Passage >>
== Segment start ==

A study led by researchers at the Center for Injury Research and Policy at Nationwide Children’s Hospital found that “hands-free” cellphone laws are associated with fewer driver deaths. However, more targeted cellphone laws – such as calling-only and texting-only bans, among others – are not.
[Above image via Wikimedia Commons]
The researchers said that could be due to greater compliance as “hands-free” cellphone laws clearly forbid handling of cellphones at any time while driving. In addition, drivers may be more likely to believe that enforcement is possible when the laws govern cellphone use broadly, the study said.
The study – based on data from the National Highway Traffic Safety Administration’s Fatality Analysis Reporting System, the Insurance Institute for Highway Safety, and LexisNexis – found that “hands-free” laws have prevented about 140 driver deaths and 13,900 driver injuries annually in the United States from 1999 through 2016.
It further noted that as of June 2021 some 21 of 50 states have implemented hands-free cellphone laws – i.e., comprehensive handheld cellphone bans – that prohibit almost all handheld cellphone use, including texting, calling and use of mobile applications. In addition, three states and the District of Columbia banned calling and texting, with 24 states banning just texting behind the wheel. Meanwhile, two states offer no prohibition on cellphone use for drivers of any age.
“We’re not suggesting states take people’s phones away while driving or tell them not to use their phone while driving,” said Dr. Motao “Matt” Zhu, lead author of the study and principal investigator in the Center for Injury Research and Policy, in a statement.

== Segment end ==

Input data >>
== Segment start ==

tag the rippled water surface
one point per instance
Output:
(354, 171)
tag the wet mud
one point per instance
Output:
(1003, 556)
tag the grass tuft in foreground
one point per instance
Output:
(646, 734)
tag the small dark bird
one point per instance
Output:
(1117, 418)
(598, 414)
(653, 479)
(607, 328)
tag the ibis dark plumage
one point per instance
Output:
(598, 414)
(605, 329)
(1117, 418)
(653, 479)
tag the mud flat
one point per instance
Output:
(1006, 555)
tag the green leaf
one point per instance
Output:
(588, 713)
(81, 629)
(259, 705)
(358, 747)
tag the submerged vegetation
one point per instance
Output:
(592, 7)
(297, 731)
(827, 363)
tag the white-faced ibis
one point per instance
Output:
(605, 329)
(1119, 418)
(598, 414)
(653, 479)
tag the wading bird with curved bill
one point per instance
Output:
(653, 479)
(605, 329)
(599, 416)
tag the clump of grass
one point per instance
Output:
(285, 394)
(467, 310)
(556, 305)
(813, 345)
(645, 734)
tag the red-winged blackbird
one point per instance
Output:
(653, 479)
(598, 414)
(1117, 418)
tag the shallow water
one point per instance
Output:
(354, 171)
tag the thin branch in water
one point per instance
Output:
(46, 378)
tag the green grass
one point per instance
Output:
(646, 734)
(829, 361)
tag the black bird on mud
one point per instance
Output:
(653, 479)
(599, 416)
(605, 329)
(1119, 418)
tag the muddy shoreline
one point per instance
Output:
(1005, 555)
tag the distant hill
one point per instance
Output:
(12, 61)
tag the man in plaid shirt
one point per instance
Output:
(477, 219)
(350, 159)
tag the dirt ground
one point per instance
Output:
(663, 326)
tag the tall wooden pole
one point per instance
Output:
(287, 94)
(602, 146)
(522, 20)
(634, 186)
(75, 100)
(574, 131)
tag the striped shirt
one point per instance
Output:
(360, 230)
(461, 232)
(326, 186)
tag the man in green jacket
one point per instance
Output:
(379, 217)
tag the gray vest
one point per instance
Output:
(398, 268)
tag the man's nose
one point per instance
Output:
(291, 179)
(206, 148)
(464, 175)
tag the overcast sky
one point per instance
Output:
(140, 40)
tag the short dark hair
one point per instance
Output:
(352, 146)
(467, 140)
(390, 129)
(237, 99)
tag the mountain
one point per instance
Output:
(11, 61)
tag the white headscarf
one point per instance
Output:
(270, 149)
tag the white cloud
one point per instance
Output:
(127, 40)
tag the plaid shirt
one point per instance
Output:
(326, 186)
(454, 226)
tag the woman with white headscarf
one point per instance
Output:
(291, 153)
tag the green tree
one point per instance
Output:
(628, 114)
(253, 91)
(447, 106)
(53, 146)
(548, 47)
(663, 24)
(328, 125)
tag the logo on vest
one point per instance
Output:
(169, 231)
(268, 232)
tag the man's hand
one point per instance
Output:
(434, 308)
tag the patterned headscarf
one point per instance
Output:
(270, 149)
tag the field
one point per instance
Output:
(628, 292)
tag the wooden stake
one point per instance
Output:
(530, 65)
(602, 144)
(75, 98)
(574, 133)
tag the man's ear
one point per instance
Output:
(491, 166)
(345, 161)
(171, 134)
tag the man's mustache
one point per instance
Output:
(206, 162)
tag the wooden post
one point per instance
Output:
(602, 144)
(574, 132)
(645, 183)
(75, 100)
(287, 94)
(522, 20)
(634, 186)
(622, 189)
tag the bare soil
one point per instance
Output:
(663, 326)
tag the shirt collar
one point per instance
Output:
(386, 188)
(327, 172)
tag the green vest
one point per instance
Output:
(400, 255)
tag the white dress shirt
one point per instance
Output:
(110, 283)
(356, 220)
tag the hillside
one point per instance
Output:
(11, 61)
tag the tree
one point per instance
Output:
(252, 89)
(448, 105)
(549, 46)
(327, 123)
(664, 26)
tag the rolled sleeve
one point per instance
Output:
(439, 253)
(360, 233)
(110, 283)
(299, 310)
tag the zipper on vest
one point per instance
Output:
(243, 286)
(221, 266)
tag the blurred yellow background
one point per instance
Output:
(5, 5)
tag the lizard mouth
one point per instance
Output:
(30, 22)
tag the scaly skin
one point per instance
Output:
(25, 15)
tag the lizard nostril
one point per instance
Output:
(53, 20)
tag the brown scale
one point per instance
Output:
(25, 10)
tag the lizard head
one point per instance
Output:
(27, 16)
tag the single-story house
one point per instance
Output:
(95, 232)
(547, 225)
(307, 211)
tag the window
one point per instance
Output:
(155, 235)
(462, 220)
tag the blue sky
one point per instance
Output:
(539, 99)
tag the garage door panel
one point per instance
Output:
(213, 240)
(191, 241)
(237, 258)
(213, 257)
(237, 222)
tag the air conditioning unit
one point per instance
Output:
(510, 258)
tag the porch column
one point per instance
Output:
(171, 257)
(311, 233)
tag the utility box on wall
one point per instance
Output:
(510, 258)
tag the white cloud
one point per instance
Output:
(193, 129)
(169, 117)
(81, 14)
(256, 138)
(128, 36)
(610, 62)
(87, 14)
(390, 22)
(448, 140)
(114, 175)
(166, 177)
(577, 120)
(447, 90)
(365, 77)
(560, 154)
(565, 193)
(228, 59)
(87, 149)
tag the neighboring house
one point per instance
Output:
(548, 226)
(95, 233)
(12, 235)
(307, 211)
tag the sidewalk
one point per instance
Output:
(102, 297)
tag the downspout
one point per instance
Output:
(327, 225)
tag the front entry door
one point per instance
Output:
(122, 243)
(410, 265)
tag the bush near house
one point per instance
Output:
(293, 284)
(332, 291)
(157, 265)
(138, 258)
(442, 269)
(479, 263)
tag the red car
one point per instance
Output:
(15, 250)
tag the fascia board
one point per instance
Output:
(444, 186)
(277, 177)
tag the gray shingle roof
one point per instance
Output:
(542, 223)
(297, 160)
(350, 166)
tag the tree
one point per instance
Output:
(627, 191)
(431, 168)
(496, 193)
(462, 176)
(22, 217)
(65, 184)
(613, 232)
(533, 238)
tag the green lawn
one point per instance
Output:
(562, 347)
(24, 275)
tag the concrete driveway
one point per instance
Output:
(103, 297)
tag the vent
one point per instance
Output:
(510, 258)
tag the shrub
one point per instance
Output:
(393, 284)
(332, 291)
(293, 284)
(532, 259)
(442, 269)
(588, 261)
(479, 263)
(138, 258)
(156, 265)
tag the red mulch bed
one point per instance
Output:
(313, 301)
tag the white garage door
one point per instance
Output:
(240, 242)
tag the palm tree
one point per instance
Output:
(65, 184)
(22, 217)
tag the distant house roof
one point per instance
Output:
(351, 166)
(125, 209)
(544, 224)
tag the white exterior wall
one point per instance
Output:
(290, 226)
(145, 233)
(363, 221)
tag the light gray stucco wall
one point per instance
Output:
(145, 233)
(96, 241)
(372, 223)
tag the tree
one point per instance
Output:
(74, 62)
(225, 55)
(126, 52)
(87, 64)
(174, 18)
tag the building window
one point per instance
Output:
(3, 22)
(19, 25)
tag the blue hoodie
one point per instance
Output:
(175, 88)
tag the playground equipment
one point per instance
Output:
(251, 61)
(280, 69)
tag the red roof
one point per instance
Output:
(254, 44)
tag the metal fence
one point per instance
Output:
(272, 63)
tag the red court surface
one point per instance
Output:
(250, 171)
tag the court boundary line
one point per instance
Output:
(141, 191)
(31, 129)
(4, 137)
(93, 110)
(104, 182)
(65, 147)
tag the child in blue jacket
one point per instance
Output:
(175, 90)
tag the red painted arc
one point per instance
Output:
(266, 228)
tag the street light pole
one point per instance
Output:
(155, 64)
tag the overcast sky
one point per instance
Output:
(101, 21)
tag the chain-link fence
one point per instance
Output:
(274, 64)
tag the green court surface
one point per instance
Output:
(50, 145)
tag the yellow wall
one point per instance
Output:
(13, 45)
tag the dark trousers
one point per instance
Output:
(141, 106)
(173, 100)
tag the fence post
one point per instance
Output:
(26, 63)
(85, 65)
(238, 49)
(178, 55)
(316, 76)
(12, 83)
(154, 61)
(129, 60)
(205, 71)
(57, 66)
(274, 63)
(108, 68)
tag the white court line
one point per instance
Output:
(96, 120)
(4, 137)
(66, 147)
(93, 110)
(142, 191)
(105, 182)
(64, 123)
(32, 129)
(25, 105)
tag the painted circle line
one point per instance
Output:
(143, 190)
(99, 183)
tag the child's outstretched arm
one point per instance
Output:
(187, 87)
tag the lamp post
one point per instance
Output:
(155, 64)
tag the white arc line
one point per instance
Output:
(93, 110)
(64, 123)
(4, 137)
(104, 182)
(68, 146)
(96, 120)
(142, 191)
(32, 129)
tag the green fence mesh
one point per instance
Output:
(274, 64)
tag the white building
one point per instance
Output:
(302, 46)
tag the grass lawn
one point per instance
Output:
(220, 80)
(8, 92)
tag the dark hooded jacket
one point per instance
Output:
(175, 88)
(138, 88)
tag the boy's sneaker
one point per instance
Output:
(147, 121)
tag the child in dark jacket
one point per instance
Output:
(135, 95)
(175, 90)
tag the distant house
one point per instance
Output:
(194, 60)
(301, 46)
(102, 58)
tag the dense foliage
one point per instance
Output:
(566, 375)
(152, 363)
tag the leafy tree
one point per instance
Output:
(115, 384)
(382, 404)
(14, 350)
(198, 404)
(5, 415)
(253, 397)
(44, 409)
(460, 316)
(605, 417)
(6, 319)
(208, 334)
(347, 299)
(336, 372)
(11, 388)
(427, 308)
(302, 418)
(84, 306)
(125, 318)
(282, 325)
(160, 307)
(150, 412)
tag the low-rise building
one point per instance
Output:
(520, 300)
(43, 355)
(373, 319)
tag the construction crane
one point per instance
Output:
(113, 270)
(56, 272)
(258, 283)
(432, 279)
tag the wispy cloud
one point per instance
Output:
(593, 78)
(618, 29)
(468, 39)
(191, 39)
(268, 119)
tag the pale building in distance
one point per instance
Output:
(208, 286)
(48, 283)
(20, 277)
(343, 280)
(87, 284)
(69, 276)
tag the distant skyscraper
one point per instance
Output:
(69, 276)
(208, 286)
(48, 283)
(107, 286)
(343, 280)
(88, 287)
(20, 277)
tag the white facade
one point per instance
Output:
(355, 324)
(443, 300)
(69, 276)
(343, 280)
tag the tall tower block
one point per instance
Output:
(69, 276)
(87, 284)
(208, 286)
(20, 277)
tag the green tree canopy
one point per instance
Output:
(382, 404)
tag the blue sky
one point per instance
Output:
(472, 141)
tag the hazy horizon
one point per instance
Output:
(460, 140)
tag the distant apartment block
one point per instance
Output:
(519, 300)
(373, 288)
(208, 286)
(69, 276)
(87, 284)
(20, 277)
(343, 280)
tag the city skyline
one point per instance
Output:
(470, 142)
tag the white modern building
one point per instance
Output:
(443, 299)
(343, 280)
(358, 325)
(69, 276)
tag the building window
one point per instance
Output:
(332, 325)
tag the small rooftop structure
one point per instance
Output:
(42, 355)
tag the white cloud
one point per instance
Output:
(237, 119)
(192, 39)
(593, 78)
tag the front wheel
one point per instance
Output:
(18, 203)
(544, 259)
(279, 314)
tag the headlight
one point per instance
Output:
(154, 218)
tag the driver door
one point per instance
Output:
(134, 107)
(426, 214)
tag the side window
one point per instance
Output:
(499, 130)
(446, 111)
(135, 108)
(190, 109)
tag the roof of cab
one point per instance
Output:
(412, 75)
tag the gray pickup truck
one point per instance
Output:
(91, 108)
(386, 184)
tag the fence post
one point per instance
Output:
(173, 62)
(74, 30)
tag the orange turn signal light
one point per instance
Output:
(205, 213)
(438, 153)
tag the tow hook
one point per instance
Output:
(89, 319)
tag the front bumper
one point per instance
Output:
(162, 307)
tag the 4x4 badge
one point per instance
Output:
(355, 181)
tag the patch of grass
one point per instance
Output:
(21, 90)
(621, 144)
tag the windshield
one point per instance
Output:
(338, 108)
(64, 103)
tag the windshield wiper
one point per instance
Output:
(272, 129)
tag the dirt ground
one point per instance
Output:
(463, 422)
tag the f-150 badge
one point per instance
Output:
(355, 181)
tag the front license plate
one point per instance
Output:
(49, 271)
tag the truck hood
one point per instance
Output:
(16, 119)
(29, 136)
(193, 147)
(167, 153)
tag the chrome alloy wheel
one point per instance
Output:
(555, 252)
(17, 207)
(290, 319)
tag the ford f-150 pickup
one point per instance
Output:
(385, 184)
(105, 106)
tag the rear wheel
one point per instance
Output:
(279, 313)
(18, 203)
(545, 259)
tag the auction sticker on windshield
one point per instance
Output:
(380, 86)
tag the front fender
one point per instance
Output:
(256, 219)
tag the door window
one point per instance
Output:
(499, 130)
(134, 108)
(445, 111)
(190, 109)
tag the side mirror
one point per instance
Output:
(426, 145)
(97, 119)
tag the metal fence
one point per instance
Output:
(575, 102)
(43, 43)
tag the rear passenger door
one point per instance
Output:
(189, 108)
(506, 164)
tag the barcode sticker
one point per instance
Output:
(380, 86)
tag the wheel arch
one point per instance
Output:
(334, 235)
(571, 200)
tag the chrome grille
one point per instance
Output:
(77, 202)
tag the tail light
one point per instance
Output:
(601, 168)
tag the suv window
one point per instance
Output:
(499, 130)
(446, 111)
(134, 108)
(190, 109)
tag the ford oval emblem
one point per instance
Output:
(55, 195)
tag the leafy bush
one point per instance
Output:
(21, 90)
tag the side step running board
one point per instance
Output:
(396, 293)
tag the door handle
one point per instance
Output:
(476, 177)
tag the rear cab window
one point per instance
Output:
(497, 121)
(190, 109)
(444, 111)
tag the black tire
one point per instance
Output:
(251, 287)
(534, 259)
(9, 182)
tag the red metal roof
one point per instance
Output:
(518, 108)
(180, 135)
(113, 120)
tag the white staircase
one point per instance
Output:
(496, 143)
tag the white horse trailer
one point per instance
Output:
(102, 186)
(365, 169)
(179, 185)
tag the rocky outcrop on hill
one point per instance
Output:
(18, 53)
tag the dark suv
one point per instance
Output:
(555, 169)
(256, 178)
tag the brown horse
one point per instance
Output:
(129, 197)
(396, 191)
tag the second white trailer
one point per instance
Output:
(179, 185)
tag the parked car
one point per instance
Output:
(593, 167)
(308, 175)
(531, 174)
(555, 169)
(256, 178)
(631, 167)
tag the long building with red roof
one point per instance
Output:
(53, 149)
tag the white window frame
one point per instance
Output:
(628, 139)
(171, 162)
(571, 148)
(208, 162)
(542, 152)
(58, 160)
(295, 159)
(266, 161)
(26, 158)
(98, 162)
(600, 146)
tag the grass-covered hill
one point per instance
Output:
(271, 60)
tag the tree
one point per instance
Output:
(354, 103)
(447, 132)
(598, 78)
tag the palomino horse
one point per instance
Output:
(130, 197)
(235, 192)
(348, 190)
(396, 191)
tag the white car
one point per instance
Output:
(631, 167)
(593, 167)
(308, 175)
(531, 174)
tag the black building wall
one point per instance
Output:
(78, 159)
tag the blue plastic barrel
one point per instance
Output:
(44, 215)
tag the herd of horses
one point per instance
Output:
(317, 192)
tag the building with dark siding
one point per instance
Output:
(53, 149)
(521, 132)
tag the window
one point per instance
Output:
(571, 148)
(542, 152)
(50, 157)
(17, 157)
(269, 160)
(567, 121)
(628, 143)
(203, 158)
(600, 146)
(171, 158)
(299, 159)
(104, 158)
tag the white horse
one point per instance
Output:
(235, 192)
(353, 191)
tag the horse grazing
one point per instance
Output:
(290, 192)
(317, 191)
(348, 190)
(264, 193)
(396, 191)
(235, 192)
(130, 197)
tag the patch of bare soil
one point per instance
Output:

== Segment end ==

The task >> Summarize the article on hands-free cellphone laws in two sentences. The material is separate from the article on hands-free cellphone laws.

Task solution >> A study led by researchers at the Center for Injury Research and Policy at Nationwide Children's Hospital found that hands-free cellphone laws are associated with fewer driver deaths, while more targeted bans, such as calling-only and texting-only laws, are not. The researchers said this could be due to greater compliance with laws that clearly forbid handling phones at any time while driving, and the study found that hands-free laws prevented about 140 driver deaths and 13,900 driver injuries annually in the United States from 1999 through 2016.